> Document segment
Master Georgie
- First edition (UK)
- Author: Beryl Bainbridge
- Language: English
- Genre: Historical novel
- Publisher: Duckworth (UK) Carroll & Graf (US)
- Publication date: March 1998 (UK) October 1998 (US)
- Publication place: United Kingdom
- Media type: Print (Hardcover and Paperback)
- Pages: 190 pp
- ISBN: 0-7156-2831-3
- OCLC: 39983687
- Dewey Decimal: 823/.914 21
- LC Class: PR6052.A3195 M37 1998

= Master Georgie =

1998 historical novel by Beryl Bainbridge

Master Georgie is a 1998 historical novel by English novelist Beryl Bainbridge. It deals with the British experience of the Crimean War through the adventures of the eponymous central character George Hardy, who volunteers to work on the battlefields.

The novel was a New York Times Book Review Notable Book and won the WH Smith Literary Award in 1999. It was nominated for the Booker Prize in what was Bainbridge's fifth nomination.

> Problem A
From the Master Georgie page, list every catalog or library identifier in the book's details, each with its label.
> Problem B
Please carry the Master Georgie page forward from its final sentence with a further paragraph.

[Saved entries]

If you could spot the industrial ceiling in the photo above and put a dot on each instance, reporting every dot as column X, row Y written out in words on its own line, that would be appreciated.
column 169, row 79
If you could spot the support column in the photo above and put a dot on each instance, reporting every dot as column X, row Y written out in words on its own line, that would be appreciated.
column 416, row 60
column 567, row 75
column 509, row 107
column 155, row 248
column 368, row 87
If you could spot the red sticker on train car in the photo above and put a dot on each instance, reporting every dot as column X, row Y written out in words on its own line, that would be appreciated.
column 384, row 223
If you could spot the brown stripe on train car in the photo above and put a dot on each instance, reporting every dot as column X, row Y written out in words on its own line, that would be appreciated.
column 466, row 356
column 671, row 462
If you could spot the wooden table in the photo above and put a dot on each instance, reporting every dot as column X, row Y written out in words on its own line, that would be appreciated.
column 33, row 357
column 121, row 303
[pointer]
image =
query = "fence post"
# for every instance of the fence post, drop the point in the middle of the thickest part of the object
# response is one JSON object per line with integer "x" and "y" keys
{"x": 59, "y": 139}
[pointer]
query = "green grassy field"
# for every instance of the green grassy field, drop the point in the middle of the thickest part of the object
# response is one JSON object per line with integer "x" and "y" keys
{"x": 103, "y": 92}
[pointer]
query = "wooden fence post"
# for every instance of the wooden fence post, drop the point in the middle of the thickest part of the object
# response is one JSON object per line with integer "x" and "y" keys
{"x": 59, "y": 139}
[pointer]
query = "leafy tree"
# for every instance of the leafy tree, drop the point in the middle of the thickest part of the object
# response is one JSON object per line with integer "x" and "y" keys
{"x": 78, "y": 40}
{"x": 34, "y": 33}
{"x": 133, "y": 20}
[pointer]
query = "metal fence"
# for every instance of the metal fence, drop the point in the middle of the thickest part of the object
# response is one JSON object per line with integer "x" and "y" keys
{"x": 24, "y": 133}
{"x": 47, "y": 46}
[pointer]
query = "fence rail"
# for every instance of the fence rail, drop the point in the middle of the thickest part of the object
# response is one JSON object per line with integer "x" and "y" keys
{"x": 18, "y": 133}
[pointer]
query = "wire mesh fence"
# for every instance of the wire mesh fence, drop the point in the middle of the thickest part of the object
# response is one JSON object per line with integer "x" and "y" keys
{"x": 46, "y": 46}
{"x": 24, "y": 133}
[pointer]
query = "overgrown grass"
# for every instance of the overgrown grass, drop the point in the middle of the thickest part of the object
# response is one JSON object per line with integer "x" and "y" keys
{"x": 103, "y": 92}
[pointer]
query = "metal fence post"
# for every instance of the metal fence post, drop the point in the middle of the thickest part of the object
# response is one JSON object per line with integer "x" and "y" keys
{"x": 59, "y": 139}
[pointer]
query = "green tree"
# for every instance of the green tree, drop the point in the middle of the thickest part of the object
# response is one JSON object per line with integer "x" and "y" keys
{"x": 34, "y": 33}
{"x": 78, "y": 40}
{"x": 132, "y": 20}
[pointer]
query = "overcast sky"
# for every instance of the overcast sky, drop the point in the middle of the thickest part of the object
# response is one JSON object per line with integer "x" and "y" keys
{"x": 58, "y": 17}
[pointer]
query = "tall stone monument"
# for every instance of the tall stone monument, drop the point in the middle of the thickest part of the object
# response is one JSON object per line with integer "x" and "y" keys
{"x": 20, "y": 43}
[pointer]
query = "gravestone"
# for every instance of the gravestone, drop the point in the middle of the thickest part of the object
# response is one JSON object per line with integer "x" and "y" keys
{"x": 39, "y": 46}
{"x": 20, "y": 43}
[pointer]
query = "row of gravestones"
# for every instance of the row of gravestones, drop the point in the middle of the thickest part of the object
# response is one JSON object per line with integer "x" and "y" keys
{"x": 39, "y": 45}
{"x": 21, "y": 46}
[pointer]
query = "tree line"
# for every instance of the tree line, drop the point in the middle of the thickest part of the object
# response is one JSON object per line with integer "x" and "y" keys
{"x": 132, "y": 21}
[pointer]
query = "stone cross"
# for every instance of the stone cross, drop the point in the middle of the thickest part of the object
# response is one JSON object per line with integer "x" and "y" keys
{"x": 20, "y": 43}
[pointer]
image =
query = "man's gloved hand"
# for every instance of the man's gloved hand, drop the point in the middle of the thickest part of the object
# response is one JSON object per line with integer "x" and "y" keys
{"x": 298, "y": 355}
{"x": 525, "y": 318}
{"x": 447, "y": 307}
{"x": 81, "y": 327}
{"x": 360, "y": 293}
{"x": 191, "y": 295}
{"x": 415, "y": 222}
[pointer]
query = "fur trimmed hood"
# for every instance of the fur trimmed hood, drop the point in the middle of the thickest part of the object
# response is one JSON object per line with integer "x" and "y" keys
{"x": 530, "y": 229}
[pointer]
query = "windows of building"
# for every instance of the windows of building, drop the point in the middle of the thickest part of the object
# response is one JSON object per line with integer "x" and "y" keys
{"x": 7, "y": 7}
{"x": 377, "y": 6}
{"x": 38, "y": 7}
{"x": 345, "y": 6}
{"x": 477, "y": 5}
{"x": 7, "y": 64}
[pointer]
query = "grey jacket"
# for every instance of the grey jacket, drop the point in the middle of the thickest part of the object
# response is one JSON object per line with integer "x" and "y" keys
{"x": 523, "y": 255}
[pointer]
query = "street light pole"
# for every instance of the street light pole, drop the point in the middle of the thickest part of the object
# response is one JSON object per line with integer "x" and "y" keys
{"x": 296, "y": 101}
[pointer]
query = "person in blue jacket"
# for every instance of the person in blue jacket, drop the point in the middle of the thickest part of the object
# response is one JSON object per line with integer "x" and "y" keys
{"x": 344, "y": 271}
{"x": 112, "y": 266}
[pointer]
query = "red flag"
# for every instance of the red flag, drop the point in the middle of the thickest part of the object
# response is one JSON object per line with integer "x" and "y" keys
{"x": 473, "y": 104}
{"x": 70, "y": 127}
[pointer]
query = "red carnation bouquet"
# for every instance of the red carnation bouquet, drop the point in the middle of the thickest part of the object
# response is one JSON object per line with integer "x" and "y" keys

> Final answer A
ISBN: 0-7156-2831-3
OCLC: 39983687
Dewey Decimal: 823/.914 21
LC Class: PR6052.A3195 M37 1998

> Final answer B
==Plot summary==
The novel is told in six chapters, the first two set in Liverpool in 1846 and 1850, the remainder set in 1854 Crimea ending outside Sevastopol.

George Hardy, an attractive English surgeon, amateur photographer and bisexual, leaves his affluent lifestyle in Liverpool, where he is heir to a fortune, to go to war at Inkerman in the Crimea. He believes "that the war would at last provide him with the prop he needed." His story is told by three other characters: Myrtle, a lovestruck foundling who bears Hardy's children, Dr. Potter, an intellectual and geologist and Pompey Jones, a one-time street performer who learns photography from Hardy. United by a sudden death in a Liverpool brothel in 1846, the four characters are undeniably linked by love, class, war and fate.